*TEKS YANG DIBERIKAN*.
Senin, 23 September 2013

Firasat

Firasat
Bre Redana ;   Kolumnis “Udar Rasa” Kompas
KOMPAS, 22 September 2013


Yang sangat menyedihkan dari dunia yang telah dikuasai oleh rezim  entertainment alias rezim hiburan adalah ketika tragedi dijadikan hiburan murahan. Mari kita sebut ini sebagai ”entertainmenisasi tragedi”. Dengan mudah Anda mendapatkan contoh dari apa yang saya maksud di televisi kita.

Ketika remaja ingusan mengendarai mobil, lepas kontrol dan menyebabkan sejumlah orang tewas, beberapa hari setelah itu presenter cantik mewawancarai istri korban. Adakah sebelumnya ibu punya firasat tertentu? Apakah ada pesan-pesan khusus almarhum? Bagaimana perasaan ibu sekarang?

Implikasi dari pertanyaan tersebut adalah sebuah harapan akan adanya cerita yang dramatik sekaligus berbau metafisik. Itu tuntutan khas hiburan murahan. Disertai atau tidak disertai firasat, Mbak, kalau anak-anak bawah umur merdeka mengemudikan kendaraan bermotor, siapa saja warga bangsa ini bisa tertimpa naas terseruduk kendaraan.

Pada kasus yang saya contohkan, wawancara dilanjutkan dengan gambaran mengenai tanggung jawab ayah si remaja tadi, yang dikenal sebagai pemusik. Penyiar menggarisbawahi bahwa iktikad baik telah ditunjukkan si pesohor. Uang telah diberikan kepada keluarga korban.

Itulah contoh entertainmenisasi tragedi. Oleh sejumlah pemikir kebudayaan,  entertainment digolongkan sebagai sesuatu yang memecah atau mengalihkan perhatian kita dari kehidupan rutin sehari-hari. Ia menginterupsi kesadaran, membuat saraf serta pikiran bersantai sejenak. Dalam perspektif dunia hiburan, sebutannya leisure time—waktu senggang, waktu bersenang-senang.

Sesuai sifatnya, yakni sekadar membikin saraf dan pikiran bersantai sejenak,  entertainment cenderung dangkal. Contoh sudah dipaparkan di atas: tragedi dikompensasi dengan uang. Para nabi gadungan zaman ini merumuskannya sebagai ”win-win solution”.

*MATERI HASIL EKSTRAKSI*.
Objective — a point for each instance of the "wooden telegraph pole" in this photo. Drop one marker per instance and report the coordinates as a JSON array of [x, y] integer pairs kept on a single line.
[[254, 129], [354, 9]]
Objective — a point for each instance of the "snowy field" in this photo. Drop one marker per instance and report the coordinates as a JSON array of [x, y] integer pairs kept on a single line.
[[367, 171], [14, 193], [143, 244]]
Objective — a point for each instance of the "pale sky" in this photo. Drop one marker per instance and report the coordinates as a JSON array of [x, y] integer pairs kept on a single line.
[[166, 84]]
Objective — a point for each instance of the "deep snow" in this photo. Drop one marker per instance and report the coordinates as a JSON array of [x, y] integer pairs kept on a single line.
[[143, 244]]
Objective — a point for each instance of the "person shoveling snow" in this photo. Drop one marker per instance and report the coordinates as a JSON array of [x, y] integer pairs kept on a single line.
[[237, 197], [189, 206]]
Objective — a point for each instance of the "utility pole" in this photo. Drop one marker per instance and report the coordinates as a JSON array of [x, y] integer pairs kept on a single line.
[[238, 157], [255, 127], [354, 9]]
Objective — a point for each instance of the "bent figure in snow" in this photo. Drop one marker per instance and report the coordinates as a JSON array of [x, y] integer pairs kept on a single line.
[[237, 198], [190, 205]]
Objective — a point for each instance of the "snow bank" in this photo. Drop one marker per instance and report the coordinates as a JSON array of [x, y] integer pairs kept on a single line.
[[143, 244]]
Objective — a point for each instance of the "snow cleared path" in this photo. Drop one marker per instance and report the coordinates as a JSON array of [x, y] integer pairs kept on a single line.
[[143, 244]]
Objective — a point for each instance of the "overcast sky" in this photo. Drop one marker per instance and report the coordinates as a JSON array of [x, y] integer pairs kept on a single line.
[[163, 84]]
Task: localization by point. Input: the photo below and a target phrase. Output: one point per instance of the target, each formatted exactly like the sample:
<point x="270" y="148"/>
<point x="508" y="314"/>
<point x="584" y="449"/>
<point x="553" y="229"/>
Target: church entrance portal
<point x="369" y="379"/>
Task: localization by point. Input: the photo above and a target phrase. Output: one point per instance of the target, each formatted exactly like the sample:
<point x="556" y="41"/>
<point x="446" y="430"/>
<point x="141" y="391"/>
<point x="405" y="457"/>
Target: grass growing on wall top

*TUGAS ANDA*.
Tolong lanjutkan teks tentang tragedi yang dijadikan hiburan di televisi, mulai setelah kalimat terakhirnya. Catatan-catatan tersebut tidak ada kaitannya dengan teks.

*HASIL TUGAS*.
Kalau mau sedikit dilanjutkan, di situ persis letak perbedaan antara  entertainment dan art. Art—secara sederhana diterjemahkan sebagai seni—membuat orang menuju titik kesadaran. Kesadaran tentang apa? Kesadaran tentang eksistensi. Sangkan paran.

Nah, kesadaran tentang sesuatu yang eksistensial itulah yang hilang dalam dunia komunikasi sekarang. Sebagian besar media massa menuju ke kedangkalan, terbawa arus media elektronik yang berasas kesegeraan—serba segera, cepat, tergesa-gesa.

Di televisi, lazim dijumpai penyiar bertanya, tetapi ketika narasumber menjawab, tiba-tiba dipotong. Atau jawaban belum selesai diuraikan, penyiar sudah mengucapkan terima kasih dan berlalu, untuk berceloteh hal lain lagi. Tinggallah si narasumber terbengong-bengong seperti manusia bego.

Tak diperlukan jawaban atas suatu pertanyaan. Pertanyaan dilemparkan iseng-iseng. Begitu situasi sekeliling kita sekarang: segala hal yang kita kira penting, baik menyangkut pekerjaan atau lembaga, sebenarnya isinya hanya orang-orang iseng. Atau jangan-jangan kurang waras.

Tidak mengherankan kalau kemudian kita kesulitan menemukan jejak moral. Moral bukanlah sekadar apa yang ada pada otak kita atau merupakan state of mind, melainkan apa yang kita lakukan. Berakar pada kata Latin mos (bentuk jamaknya mores), awalnya dia berarti membawa diri, atau juga secara fisik tegak. Pada kosakata itu selalu terkandung pengertian tanggung jawab seseorang atas apa yang diperbuatnya.

Komunikasi yang kacau tadi adalah cerminan, bukan saja kekacauan berpikir, tetapi juga kekacauan moral. Dalam komunitas yang mencoba menegakkan moral seperti di lingkungan Persatuan Gerak Badan Bangau Putih, Guru Besar Gunawan Rahardja selalu menekankan tiga karakter dasar, yakni tubuh, ucapan, dan pikiran. Dengan mengolah tubuh, ucapan, pikiran, diharapkan orang mengerti dan memahami diri sendiri.

Bagaimana praktik mengolah tubuh, ucapan, dan pikiran? Atau pada tingkat lebih lanjut, bahkan juga mengolah spirit?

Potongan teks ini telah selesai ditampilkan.